▸ The exercise:
Copy word for word the lines of the records from the one holding "In this picture, where can the white ceiling" through the very end, inclusive.

^^^^^^^^

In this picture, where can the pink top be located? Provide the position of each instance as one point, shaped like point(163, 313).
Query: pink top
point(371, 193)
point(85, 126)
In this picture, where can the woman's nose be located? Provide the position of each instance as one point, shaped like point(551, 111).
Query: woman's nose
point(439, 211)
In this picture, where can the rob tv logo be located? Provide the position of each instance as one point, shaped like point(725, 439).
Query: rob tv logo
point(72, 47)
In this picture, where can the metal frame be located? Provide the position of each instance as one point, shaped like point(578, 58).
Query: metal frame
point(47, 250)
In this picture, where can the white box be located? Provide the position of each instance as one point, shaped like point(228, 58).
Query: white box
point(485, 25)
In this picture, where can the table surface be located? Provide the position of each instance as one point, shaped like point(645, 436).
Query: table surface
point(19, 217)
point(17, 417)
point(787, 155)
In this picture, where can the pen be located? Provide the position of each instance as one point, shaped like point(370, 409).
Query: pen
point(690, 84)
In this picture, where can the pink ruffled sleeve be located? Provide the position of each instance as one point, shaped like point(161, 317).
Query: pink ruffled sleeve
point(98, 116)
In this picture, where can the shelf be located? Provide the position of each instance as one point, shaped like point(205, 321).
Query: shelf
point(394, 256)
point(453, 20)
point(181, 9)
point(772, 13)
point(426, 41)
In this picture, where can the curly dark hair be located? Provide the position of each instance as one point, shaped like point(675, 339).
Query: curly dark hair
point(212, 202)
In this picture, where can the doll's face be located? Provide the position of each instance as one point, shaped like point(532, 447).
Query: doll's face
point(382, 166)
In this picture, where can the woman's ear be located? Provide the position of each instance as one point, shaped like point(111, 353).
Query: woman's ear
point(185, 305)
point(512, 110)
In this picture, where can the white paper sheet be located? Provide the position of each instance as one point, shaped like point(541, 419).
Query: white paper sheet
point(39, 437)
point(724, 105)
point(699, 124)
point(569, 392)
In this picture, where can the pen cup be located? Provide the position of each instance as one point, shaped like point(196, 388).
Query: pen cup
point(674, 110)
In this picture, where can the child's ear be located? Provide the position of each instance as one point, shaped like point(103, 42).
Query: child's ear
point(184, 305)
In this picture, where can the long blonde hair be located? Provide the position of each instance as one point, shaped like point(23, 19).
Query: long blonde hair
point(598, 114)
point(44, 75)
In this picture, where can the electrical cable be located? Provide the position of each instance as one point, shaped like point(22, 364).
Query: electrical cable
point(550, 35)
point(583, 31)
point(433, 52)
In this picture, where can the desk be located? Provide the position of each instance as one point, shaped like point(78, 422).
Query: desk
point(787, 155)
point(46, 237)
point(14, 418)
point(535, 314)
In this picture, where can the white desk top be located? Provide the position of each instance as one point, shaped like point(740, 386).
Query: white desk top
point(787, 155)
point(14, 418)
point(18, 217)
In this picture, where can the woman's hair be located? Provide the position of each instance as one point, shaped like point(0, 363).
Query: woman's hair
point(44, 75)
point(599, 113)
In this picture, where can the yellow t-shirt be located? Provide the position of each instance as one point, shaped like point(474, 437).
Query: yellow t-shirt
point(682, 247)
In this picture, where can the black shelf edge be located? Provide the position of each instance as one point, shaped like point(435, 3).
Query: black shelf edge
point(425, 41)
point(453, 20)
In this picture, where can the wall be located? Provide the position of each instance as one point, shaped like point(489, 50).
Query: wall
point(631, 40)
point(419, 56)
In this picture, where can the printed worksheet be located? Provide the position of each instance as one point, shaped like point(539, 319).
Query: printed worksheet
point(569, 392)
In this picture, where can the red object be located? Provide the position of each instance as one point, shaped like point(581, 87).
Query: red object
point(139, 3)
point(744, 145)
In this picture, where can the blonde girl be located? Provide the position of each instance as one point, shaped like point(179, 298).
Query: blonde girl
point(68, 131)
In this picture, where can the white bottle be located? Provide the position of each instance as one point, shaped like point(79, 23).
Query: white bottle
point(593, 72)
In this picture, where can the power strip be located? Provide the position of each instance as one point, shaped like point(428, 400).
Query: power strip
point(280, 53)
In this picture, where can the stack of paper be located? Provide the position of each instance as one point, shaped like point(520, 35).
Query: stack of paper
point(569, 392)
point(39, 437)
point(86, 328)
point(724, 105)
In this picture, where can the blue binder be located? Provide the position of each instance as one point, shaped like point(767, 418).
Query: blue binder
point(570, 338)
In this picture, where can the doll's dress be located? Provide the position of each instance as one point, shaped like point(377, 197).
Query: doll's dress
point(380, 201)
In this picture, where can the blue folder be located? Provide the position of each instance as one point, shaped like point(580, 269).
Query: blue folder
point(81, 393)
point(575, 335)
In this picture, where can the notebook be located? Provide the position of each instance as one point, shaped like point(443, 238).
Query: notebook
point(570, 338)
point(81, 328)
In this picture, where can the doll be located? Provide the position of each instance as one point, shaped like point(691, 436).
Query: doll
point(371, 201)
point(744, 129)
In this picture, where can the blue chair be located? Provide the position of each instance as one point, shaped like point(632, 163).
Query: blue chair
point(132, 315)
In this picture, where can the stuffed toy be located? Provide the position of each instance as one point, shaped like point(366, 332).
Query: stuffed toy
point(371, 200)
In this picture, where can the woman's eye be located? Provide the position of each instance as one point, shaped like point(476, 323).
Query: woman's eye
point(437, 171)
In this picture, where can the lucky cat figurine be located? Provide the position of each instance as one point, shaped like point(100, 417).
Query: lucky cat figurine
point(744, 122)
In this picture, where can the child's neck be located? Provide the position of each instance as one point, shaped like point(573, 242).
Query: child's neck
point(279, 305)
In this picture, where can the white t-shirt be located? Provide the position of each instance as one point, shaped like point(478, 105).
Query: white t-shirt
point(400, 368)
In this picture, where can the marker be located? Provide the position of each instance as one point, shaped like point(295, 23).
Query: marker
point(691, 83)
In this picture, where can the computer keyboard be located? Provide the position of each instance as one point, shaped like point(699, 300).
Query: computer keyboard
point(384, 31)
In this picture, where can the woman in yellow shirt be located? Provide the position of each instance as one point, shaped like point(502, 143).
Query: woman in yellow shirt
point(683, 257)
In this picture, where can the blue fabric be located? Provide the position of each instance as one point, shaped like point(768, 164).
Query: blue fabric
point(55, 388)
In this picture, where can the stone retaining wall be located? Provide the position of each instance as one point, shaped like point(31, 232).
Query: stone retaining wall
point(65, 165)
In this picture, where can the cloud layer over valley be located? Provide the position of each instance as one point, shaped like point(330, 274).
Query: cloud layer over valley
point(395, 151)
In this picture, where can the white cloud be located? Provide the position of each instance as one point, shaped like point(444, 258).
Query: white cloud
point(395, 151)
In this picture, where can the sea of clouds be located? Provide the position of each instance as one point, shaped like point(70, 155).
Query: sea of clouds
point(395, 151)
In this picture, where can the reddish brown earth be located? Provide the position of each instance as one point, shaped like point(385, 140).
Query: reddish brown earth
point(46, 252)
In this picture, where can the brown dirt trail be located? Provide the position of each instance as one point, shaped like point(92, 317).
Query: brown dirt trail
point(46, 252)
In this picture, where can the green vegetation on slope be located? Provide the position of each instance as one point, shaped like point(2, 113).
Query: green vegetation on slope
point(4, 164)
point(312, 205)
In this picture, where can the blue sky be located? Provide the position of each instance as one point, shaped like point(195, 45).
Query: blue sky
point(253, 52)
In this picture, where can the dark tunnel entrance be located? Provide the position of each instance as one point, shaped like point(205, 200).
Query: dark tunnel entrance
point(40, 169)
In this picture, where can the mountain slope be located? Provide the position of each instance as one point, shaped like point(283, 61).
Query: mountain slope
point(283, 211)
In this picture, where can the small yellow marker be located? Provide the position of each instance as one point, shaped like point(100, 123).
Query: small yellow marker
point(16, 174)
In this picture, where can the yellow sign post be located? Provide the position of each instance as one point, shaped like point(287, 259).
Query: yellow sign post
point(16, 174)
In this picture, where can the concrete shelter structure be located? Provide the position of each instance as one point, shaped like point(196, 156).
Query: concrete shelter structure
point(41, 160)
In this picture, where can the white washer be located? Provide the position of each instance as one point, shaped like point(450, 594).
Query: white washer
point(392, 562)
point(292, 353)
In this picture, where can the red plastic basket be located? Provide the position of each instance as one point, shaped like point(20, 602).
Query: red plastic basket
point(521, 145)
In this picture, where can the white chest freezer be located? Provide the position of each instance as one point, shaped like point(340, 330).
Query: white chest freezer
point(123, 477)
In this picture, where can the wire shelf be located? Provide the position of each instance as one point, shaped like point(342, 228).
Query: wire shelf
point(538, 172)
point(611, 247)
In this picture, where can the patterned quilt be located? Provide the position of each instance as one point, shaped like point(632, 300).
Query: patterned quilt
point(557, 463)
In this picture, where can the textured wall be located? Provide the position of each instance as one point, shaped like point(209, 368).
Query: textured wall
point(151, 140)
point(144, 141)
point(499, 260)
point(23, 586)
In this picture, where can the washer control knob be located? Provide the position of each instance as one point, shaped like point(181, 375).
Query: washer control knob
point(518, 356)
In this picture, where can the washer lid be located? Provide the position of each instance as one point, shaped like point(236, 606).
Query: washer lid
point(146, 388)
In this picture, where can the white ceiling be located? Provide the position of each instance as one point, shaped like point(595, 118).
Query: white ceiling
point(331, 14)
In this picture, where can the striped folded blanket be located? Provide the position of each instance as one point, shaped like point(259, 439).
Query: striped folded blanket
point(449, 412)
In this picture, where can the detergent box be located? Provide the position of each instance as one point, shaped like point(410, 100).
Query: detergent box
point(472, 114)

^^^^^^^^

▸ Output for this exercise:
In this picture, where can the white ceiling be located? Provide the position of each instance as one point, shaped like point(595, 118).
Query: white ceiling
point(331, 14)
In this picture, where can the striped folded blanket be located? Provide the position of each instance as one point, shaped like point(259, 439).
Query: striped folded blanket
point(449, 412)
In this picture, where can the detergent box be located? Provide the position of each instance as one point, shaped like point(410, 100).
Query: detergent box
point(472, 114)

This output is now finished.